# WHAT THE EXERCISE ASKS:
Show each line in the data below that contains the string "Task", treating uppercase and lowercase as different.

# EXERCISE DATA:

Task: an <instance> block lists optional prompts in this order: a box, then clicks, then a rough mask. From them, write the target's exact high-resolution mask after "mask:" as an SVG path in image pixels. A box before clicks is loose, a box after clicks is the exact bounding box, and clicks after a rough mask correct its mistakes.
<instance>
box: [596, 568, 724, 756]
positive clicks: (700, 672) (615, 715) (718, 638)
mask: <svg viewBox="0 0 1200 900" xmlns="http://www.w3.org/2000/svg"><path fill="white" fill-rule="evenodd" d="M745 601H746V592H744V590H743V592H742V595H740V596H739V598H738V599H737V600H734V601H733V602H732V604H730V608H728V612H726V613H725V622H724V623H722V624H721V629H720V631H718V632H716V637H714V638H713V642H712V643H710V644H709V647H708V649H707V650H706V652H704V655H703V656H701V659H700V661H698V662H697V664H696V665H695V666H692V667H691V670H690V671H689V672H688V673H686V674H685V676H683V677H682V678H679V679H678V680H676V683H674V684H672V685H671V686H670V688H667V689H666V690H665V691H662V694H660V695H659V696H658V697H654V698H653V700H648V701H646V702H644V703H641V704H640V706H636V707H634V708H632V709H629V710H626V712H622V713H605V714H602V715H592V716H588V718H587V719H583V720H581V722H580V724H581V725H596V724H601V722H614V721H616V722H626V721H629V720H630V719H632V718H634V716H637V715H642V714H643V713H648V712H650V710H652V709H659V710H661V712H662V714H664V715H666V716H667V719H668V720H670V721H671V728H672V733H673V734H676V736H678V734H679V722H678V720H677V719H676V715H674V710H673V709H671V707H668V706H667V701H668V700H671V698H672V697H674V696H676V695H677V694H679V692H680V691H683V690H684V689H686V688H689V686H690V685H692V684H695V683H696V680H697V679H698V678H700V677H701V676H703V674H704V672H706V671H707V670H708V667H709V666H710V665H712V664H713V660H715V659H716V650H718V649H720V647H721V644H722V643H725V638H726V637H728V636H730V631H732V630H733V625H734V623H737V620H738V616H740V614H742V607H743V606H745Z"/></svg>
--
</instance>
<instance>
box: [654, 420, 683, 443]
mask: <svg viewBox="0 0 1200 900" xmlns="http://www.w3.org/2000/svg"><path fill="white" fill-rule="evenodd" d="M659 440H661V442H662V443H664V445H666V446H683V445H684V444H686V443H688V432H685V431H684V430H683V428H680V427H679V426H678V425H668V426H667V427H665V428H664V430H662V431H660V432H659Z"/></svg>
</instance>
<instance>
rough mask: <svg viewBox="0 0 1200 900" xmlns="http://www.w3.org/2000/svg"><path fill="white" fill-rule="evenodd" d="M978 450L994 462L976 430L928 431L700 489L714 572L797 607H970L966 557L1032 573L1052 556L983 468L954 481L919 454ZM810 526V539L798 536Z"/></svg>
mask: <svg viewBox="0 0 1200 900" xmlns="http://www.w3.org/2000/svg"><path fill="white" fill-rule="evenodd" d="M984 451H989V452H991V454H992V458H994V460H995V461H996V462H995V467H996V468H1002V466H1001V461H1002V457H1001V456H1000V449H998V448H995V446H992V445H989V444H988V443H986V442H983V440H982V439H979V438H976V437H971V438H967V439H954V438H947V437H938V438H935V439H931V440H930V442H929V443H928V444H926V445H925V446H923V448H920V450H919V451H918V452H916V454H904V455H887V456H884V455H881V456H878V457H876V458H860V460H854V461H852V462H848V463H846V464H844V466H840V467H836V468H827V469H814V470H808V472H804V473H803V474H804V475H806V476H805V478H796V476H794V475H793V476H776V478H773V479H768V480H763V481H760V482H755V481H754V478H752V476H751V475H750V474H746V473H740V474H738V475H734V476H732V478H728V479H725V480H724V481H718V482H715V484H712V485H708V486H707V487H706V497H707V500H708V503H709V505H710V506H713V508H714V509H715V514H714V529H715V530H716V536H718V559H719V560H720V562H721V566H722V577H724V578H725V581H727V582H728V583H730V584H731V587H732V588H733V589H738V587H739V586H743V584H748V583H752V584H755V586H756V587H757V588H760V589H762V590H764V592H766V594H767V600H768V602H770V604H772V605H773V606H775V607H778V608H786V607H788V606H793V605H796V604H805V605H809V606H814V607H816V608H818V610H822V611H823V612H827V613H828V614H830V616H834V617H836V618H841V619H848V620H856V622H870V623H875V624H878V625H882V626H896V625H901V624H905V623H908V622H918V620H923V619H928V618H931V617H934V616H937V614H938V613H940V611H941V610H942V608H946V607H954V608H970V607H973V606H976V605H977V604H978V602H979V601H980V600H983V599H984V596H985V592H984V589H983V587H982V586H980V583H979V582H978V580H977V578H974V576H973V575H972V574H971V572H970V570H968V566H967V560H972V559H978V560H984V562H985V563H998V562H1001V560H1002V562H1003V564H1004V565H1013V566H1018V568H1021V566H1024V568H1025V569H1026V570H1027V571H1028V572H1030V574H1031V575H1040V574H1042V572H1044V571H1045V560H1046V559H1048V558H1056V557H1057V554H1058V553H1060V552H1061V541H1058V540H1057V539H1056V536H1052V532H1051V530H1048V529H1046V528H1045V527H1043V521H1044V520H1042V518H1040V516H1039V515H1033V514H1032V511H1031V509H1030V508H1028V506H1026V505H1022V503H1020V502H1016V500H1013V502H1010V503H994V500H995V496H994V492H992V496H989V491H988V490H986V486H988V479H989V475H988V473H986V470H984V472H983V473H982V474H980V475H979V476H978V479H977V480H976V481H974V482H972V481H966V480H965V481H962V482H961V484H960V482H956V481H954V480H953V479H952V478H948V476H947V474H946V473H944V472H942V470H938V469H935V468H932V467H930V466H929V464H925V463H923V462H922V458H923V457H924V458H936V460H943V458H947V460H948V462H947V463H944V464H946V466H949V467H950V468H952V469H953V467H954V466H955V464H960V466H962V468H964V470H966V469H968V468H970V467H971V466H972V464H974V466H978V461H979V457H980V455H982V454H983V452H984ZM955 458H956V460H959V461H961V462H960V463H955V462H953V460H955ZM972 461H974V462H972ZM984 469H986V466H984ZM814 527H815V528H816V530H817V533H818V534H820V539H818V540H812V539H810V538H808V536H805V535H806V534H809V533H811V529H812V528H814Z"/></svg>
--
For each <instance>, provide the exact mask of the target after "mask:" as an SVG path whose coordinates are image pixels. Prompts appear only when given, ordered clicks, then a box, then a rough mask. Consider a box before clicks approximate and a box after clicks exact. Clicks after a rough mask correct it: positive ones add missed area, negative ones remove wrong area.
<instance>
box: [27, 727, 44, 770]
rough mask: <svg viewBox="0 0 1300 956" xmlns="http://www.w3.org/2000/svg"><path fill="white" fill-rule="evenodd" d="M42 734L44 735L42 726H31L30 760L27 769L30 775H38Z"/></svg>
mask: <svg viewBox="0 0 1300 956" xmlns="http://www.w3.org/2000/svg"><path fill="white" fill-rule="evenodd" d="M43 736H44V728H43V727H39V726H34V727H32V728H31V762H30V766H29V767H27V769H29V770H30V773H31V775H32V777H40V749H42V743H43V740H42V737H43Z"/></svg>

# WRITTEN ANSWER:
Task: an <instance> block lists optional prompts in this order: a box, then clicks, then a rough mask. From them, write the target's exact high-resolution mask after "mask:" as an SVG path in image pixels. A box before clicks is loose, a box after clicks is the exact bounding box, and clicks after a rough mask correct its mistakes.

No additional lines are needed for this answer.